■ **Entries supplied**

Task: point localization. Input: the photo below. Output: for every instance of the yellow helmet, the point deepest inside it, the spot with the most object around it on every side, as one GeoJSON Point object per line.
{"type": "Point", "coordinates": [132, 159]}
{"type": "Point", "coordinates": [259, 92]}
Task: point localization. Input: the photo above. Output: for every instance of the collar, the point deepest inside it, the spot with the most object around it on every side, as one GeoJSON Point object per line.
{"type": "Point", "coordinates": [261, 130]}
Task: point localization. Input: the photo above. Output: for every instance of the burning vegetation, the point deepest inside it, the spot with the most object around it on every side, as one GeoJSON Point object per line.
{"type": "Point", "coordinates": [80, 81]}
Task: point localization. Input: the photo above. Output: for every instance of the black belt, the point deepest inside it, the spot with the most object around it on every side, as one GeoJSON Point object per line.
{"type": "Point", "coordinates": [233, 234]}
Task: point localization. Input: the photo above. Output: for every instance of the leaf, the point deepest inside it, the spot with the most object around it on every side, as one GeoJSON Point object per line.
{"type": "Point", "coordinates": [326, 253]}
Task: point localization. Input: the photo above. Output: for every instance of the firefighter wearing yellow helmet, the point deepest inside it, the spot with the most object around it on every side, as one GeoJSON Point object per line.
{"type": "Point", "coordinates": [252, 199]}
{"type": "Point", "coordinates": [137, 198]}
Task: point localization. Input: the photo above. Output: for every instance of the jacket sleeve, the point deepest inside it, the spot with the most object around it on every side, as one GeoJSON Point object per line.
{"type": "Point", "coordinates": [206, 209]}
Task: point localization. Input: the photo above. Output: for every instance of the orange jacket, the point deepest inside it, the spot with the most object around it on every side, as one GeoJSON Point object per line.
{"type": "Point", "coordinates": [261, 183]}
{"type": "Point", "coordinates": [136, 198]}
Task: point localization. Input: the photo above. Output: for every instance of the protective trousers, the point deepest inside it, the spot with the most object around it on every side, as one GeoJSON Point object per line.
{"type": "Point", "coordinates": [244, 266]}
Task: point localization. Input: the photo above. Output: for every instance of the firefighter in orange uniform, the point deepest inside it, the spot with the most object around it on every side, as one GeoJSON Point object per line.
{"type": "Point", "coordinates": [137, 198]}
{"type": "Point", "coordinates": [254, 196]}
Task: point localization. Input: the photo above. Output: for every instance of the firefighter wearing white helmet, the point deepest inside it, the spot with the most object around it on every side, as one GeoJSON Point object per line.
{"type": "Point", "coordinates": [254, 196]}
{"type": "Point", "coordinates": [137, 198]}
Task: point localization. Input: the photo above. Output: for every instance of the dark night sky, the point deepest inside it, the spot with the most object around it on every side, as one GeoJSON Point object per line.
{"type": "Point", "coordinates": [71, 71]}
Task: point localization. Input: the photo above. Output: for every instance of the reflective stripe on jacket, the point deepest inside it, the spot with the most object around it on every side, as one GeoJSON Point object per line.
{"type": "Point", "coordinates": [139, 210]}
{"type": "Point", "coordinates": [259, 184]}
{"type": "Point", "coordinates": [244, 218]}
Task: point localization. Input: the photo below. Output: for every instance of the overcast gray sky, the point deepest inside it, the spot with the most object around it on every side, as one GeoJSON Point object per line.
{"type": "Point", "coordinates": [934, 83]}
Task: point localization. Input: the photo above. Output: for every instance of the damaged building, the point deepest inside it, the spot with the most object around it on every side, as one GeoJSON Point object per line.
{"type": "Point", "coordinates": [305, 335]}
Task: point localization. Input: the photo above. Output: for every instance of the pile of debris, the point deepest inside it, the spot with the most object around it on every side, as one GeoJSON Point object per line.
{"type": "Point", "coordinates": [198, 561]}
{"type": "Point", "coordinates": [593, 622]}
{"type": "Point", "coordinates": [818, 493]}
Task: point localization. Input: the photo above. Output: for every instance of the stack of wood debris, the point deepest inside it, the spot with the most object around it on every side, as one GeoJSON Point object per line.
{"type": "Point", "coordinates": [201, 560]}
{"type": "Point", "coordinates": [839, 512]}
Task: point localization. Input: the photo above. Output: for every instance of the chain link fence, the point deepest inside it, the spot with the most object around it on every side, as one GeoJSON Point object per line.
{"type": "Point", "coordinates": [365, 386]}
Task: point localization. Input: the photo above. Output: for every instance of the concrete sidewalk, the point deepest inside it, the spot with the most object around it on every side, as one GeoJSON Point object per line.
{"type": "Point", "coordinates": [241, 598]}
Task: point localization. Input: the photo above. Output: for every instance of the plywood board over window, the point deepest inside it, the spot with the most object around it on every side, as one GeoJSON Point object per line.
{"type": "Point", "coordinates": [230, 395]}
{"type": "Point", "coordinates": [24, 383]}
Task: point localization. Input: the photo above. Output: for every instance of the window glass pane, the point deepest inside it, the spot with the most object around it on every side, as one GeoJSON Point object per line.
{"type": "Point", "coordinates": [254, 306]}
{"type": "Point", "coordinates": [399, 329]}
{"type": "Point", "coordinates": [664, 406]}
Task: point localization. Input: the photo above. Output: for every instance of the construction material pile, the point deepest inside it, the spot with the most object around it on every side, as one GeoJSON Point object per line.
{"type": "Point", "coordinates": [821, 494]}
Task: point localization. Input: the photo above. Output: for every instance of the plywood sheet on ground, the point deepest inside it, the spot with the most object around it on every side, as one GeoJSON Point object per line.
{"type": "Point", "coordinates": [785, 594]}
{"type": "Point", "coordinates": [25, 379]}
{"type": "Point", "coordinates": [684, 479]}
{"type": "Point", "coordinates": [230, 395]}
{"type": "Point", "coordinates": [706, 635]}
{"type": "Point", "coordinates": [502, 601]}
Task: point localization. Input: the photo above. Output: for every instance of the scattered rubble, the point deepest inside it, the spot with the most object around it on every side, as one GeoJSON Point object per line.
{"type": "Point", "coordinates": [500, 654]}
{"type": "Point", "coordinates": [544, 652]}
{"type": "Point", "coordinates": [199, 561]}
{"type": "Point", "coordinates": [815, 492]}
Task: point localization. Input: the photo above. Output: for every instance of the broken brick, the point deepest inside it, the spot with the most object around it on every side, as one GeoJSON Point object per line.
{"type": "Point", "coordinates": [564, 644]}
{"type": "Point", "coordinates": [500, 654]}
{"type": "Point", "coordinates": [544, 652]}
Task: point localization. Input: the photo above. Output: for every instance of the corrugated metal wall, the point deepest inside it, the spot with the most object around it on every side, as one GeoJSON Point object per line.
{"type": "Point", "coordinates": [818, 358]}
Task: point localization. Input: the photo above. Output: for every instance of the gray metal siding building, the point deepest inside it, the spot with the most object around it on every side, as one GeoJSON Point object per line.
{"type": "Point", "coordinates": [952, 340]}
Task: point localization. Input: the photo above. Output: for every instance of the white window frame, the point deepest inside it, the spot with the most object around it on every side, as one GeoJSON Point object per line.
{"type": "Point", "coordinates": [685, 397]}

■ **Task objective**
Reproduce all data above, unchanged.

■ **Exercise solution**
Task: point localization. Input: the photo below. Output: for every instance of the yellow helmet, the point deepest inside it, the spot with the most object around it on every side, as one GeoJSON Point object per line.
{"type": "Point", "coordinates": [132, 159]}
{"type": "Point", "coordinates": [259, 92]}
Task: point localization. Input: the photo above. Output: for every instance of the collar, the point deepest inside it, the spot with the most object around it on every side, as one GeoJSON Point object per line.
{"type": "Point", "coordinates": [261, 130]}
Task: point localization. Input: the photo above. Output: for every instance of the burning vegetation, the point deepest inside it, the spot with the most object around it on every side, as one GeoJSON Point object per line.
{"type": "Point", "coordinates": [80, 81]}
Task: point localization. Input: the photo above. Output: for every instance of the black belt, the point deepest inside it, the spot with the most object around it on every side, as one GeoJSON Point object per line.
{"type": "Point", "coordinates": [233, 234]}
Task: point localization. Input: the photo above. Output: for every instance of the leaf, the point deepest inside it, the spot with the most object around it on every side, as one GeoJSON Point object per line.
{"type": "Point", "coordinates": [326, 253]}
Task: point localization. Input: the photo above. Output: for every instance of the firefighter wearing yellow helmet, the point deepest inside it, the spot with the most object around it on every side, as one GeoJSON Point object per line.
{"type": "Point", "coordinates": [252, 199]}
{"type": "Point", "coordinates": [137, 198]}
Task: point localization. Input: the photo above. Output: for every instance of the jacket sleeve, the point deepest inside it, the spot with the most object around it on every side, as one GeoJSON Point object per line.
{"type": "Point", "coordinates": [206, 209]}
Task: point localization. Input: the photo above. Output: for every instance of the orange jacket, the point deepest inside it, the spot with the most object around it on every side, as one GeoJSON Point object per line.
{"type": "Point", "coordinates": [261, 183]}
{"type": "Point", "coordinates": [136, 198]}
Task: point localization. Input: the photo above. Output: for every instance of the protective trousers, the point deepest inside it, the spot with the most object around it on every side, as one GeoJSON Point object per line.
{"type": "Point", "coordinates": [244, 266]}
Task: point localization. Input: the photo above. Output: for every instance of the firefighter in orange uniform, the point deepest inside it, the spot with the most object around it on every side, as one GeoJSON Point object per line.
{"type": "Point", "coordinates": [137, 198]}
{"type": "Point", "coordinates": [254, 196]}
Task: point localization. Input: the photo above. Output: for every instance of the firefighter wearing white helmet, the point deepest inside it, the spot with the most object around it on every side, as one GeoJSON Point object per line.
{"type": "Point", "coordinates": [254, 196]}
{"type": "Point", "coordinates": [137, 198]}
Task: point localization. Input: the photo above. Output: for every instance of the dark night sky, the point deepest inside it, the spot with the most object around it on every side, as one GeoJSON Point object per line.
{"type": "Point", "coordinates": [71, 71]}
Task: point localization. Input: the photo above. Output: for every instance of the reflective stripe on jacket, the point deepest inside it, the spot with the most object around it on every side, as one GeoJSON Point object per line.
{"type": "Point", "coordinates": [139, 210]}
{"type": "Point", "coordinates": [259, 184]}
{"type": "Point", "coordinates": [244, 218]}
Task: point localization. Input: the photo below. Output: for every instance of the overcast gray sky, the point deepest inside it, the spot with the most object around it on every side, as one GeoJSON Point object per line.
{"type": "Point", "coordinates": [934, 83]}
Task: point localization. Input: the photo above. Output: for every instance of the damaged building, the point deepest inside it, the spot with the most object around it on every side, as one GeoJSON Point object per line.
{"type": "Point", "coordinates": [305, 335]}
Task: point localization. Input: the photo above. Output: for every instance of the pile of debris, the point deepest inside it, the spot with the most object around it on every side, as one GeoJSON Point object per line.
{"type": "Point", "coordinates": [198, 561]}
{"type": "Point", "coordinates": [593, 622]}
{"type": "Point", "coordinates": [818, 493]}
Task: point localization. Input: the photo above. Output: for every instance of the stack of wood debris, the point deepest inside it, the spot with the most object around it on every side, as one GeoJSON Point object per line.
{"type": "Point", "coordinates": [201, 560]}
{"type": "Point", "coordinates": [839, 512]}
Task: point localization. Input: the photo above. Output: for every instance of the chain link fence, the point deepest inside it, the spot with the most object around it on every side, as one GeoJSON Point object per line.
{"type": "Point", "coordinates": [365, 386]}
Task: point localization. Input: the photo above. Output: for every instance of the concrete sidewalk, the point deepest inside it, the spot with the most object around it on every side, as one GeoJSON Point object per line.
{"type": "Point", "coordinates": [241, 598]}
Task: point localization. Input: the photo above. Output: for every instance of the plywood board over window, the point deepest inside it, the spot with the most object around it on every side, as one GeoJSON Point object per line.
{"type": "Point", "coordinates": [230, 395]}
{"type": "Point", "coordinates": [24, 383]}
Task: point localization. Input: the photo above. Output: for every instance of the window glass pane, the point deepest inside it, the spot with the most object around it on every side, as one GeoJSON Point object per line.
{"type": "Point", "coordinates": [254, 306]}
{"type": "Point", "coordinates": [399, 329]}
{"type": "Point", "coordinates": [664, 406]}
Task: point localization. Input: the photo above. Output: for every instance of the construction material pile, the point deepest inside it, the spot with the most object around it on every side, as one GeoJSON Point object per line.
{"type": "Point", "coordinates": [821, 494]}
Task: point localization. Input: the photo above. Output: for every instance of the plywood sheet on ground, the point deepest inside it, the spot with the most object around it on every side, as one GeoJSON Point object per line.
{"type": "Point", "coordinates": [785, 594]}
{"type": "Point", "coordinates": [25, 379]}
{"type": "Point", "coordinates": [684, 479]}
{"type": "Point", "coordinates": [230, 395]}
{"type": "Point", "coordinates": [706, 635]}
{"type": "Point", "coordinates": [502, 601]}
Task: point localization. Input: the photo above. Output: for every instance of the scattered rubble, the point deepest inside it, the spot with the most object around it on every side, as one GeoJSON Point object per line.
{"type": "Point", "coordinates": [500, 654]}
{"type": "Point", "coordinates": [544, 652]}
{"type": "Point", "coordinates": [199, 561]}
{"type": "Point", "coordinates": [815, 492]}
Task: point localization. Input: the photo above. Output: for every instance of the broken brick, the point deepest inside it, the spot with the most object around it on every side, as one GeoJSON Point object per line.
{"type": "Point", "coordinates": [564, 644]}
{"type": "Point", "coordinates": [500, 654]}
{"type": "Point", "coordinates": [544, 652]}
Task: point localization. Input: the photo above. Output: for every instance of the corrugated metal wall, the point deepest inside it, the spot with the most object around it on every side, as one GeoJSON Point object per line.
{"type": "Point", "coordinates": [818, 358]}
Task: point localization. Input: the photo above. Output: for every instance of the gray metal siding building, the point deepest inside it, the spot with the most object around it on every side, as one GeoJSON Point object per line.
{"type": "Point", "coordinates": [952, 340]}
Task: point localization. Input: the photo above. Output: for every instance of the white window frame, the point deepest inside it, the spot with the most object around it on every side, as one GeoJSON Point object per line.
{"type": "Point", "coordinates": [685, 397]}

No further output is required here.